Task statement: Recast the records from their first line through the line containing "[(1103, 130)]", both ends included, as a Markdown table with the columns Row and Line. Number each line and skip any blank ones.

Rows from a pointing dataset:
§
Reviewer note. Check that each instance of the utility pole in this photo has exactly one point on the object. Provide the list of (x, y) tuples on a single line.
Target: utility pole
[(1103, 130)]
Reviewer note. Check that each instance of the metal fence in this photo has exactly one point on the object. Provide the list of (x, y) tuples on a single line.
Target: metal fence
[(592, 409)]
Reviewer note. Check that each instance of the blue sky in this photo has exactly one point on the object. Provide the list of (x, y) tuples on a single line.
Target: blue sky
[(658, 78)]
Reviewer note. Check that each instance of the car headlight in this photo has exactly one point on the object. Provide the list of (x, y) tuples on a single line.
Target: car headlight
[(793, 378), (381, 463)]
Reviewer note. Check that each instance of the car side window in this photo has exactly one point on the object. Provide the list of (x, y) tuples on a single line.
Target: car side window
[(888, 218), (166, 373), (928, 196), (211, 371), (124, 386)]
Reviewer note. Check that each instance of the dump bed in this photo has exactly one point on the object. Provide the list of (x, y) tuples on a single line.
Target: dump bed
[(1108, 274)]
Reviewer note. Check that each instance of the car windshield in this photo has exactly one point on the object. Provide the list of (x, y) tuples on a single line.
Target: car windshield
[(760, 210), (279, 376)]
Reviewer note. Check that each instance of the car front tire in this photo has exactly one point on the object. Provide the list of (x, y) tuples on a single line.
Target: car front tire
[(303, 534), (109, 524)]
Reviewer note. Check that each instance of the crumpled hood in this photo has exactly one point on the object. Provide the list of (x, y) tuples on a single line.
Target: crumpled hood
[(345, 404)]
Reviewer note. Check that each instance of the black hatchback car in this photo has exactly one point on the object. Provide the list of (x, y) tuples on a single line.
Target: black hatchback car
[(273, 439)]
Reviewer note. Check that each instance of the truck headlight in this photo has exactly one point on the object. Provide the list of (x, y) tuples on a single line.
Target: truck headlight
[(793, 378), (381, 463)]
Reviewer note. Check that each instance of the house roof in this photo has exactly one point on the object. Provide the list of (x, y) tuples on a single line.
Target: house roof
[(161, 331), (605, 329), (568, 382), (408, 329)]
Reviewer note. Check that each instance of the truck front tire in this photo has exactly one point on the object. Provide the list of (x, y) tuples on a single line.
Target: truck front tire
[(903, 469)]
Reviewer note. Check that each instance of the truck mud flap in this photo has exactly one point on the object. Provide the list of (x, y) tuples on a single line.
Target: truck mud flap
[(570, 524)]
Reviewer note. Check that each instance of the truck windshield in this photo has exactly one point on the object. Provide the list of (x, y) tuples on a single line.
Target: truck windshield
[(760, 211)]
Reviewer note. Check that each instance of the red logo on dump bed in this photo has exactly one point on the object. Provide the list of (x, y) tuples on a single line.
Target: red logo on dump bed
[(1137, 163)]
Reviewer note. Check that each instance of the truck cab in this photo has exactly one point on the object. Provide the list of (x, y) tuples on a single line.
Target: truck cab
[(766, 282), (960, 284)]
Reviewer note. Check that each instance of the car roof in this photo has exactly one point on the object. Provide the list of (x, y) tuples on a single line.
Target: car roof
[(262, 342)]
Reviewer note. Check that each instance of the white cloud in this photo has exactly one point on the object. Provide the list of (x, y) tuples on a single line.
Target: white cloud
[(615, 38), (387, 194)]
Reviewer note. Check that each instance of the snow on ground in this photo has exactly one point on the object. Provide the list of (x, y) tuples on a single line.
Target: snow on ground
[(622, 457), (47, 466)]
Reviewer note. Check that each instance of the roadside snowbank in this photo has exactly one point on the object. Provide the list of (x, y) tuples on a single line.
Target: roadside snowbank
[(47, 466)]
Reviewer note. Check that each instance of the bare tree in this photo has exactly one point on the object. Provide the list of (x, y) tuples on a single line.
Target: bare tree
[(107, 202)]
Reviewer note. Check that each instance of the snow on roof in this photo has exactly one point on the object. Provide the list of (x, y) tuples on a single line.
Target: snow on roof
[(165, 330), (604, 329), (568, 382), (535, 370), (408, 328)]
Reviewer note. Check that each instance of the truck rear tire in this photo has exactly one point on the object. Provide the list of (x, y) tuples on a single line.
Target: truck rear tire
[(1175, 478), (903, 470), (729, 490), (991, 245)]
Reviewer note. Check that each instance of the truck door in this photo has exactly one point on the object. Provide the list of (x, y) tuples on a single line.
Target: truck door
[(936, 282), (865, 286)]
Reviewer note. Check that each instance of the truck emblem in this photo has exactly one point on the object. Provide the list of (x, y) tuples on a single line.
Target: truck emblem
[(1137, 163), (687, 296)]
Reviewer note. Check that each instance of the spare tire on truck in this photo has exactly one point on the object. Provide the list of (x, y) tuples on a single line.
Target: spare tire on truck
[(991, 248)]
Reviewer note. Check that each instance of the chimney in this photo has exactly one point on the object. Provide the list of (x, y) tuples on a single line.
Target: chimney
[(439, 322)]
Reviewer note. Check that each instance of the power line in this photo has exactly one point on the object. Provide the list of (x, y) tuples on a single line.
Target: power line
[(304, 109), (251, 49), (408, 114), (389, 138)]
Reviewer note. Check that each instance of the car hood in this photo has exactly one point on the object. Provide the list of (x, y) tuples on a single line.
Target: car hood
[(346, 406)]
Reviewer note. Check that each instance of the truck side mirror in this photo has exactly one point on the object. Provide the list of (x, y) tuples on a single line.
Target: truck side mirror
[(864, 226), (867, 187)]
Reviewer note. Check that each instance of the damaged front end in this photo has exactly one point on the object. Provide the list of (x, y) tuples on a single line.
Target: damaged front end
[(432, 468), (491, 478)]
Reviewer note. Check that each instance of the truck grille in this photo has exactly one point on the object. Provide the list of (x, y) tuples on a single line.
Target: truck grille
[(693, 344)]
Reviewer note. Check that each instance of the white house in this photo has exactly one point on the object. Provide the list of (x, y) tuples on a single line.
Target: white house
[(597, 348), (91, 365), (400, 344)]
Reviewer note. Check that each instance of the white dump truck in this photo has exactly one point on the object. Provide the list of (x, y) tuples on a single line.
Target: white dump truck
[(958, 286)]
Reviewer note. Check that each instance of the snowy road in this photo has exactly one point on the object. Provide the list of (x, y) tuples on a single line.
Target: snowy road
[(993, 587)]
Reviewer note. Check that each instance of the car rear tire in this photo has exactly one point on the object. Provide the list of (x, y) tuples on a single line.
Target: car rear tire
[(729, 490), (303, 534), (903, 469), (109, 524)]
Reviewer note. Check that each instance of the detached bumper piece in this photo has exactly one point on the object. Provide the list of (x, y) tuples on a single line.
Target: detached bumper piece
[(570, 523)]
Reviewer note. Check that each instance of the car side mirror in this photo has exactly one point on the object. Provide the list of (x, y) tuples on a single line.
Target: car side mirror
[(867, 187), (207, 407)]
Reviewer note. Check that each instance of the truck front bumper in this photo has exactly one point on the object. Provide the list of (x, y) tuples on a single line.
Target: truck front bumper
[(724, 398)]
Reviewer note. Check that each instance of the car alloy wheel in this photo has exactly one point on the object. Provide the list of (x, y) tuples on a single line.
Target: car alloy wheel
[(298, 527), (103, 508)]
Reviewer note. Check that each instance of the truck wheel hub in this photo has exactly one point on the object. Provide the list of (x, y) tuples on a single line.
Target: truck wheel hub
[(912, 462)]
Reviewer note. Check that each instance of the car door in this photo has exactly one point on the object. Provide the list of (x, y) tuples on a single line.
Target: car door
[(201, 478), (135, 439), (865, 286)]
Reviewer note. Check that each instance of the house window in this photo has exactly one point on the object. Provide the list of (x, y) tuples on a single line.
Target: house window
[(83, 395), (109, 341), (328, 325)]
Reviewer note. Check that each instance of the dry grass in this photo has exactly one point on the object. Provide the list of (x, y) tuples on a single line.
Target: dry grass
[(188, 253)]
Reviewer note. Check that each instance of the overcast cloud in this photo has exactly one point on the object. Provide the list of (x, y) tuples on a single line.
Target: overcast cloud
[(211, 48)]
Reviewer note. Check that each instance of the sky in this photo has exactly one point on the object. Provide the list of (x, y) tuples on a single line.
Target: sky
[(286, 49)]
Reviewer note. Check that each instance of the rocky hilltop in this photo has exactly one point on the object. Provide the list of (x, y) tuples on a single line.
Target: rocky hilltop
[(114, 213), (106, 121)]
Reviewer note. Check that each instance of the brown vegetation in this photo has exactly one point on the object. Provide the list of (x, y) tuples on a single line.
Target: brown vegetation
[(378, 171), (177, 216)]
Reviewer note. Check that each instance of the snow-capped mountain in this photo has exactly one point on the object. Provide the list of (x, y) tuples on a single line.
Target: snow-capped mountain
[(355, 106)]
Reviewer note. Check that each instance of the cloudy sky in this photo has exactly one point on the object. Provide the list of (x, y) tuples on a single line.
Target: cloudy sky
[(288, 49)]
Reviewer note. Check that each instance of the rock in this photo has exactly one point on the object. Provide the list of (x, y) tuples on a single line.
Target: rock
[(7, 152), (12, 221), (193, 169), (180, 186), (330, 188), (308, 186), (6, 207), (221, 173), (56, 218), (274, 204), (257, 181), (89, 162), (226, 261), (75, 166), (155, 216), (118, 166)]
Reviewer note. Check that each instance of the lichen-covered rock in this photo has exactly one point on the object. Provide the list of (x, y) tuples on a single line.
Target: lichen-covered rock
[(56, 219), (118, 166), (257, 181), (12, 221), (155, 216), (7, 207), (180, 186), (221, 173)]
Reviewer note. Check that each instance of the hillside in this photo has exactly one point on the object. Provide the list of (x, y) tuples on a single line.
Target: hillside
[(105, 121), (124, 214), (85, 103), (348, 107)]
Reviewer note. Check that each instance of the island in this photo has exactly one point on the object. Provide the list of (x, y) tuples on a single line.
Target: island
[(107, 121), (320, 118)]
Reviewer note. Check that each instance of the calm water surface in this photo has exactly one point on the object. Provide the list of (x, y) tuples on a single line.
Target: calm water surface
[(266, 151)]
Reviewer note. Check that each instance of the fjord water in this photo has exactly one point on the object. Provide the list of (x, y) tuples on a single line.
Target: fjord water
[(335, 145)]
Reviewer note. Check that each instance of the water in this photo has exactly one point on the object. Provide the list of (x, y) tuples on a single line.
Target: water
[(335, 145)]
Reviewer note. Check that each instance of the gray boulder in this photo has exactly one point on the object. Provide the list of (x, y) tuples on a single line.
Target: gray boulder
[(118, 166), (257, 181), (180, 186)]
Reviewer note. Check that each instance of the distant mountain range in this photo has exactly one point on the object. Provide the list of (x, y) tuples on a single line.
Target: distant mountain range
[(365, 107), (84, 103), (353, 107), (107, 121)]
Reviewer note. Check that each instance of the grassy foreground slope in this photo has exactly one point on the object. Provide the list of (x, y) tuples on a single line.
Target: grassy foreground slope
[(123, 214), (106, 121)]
§
Output:
| Row | Line |
|---|---|
| 1 | Reviewer note. Check that each instance of the utility pole in this photo has exactly one point on the object. Provide the list of (x, y) tuples on a single line. |
| 2 | Target: utility pole |
| 3 | [(1103, 130)] |